**WHAT YOU SHOULD DO**
Continue the passage on base station architectures and uplink and downlink channels, starting after its last sentence.

**PASSAGE SHOWN**
******

A network entity can be implemented in an aggregated or monolithic base station architecture, or alternatively, in a disaggregated base station architecture, and may include one or more of a central unit (CU) , a distributed unit (DU) , a radio unit (RU) , a Near-Real Time (Near-RT) RAN Intelligent Controller (RIC) , or a Non-Real Time (Non-RT) RIC. A base station (e.g., with an aggregated/monolithic base station architecture or disaggregated base station architecture) may operate according to one of several RATs in communication with UEs depending on the network in which it is deployed, and may be alternatively referred to as an access point (AP) , a network node, a NodeB (NB) , an evolved NodeB (eNB) , a next generation eNB (ng-eNB) , a New Radio (NR) Node B (also referred to as a gNB or gNodeB) , etc. A base station may be used primarily to support wireless access by UEs, including supporting data, voice, and/or signaling connections for the supported UEs. In some systems, a base station may provide edge node signaling functions while in other systems it may provide additional control and/or network management functions. A communication link through which UEs can send signals to a base station is called an uplink (UL) channel (e.g., a reverse traffic channel, a reverse control channel, an access channel, etc. ) . A communication link through which the base station can send signals to UEs is called a downlink (DL) or forward link channel (e.g., a paging channel, a control channel, a broadcast channel, or a forward traffic channel, etc. ) . The term traffic channel (TCH) , as used herein, can refer to either an uplink, reverse or downlink, and/or a forward traffic channel.

******

**DATA PROVIDED**
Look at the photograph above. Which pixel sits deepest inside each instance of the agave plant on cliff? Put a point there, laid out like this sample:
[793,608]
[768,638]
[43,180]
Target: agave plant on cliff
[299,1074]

******

**FINAL RESULT**
The term “network entity” or “base station” (e.g., with an aggregated/monolithic base station architecture or disaggregated base station architecture) may refer to a single physical transmit receive point (TRP) or to multiple physical TRPs that may or may not be co-located. For example, where the term “network entity” or “base station” refers to a single physical TRP, the physical TRP may be an antenna of the base station corresponding to a cell (or several cell sectors) of the base station. Where the term “network entity” or “base station” refers to multiple co-located physical TRPs, the physical TRPs may be an array of antennas (e.g., as in a multiple-input multiple-output (MIMO) system or where the base station employs beamforming) of the base station. Where the term “base station” refers to multiple non-co-located physical TRPs, the physical TRPs may be a distributed antenna system (DAS) (e.g., a network of spatially separated antennas connected to a common source via a transport medium) or a remote radio head (RRH) (e.g., a remote base station connected to a serving base station) . Alternatively, the non-co-located physical TRPs may be the serving base station receiving the measurement report from the UE and a neighbor base station whose reference radio frequency (RF) signals (e.g., or simply “reference signals” ) the UE is measuring. Because a TRP is the point from which a base station transmits and receives wireless signals, as used herein, references to transmission from or reception at a base station are to be understood as referring to a particular TRP of the base station.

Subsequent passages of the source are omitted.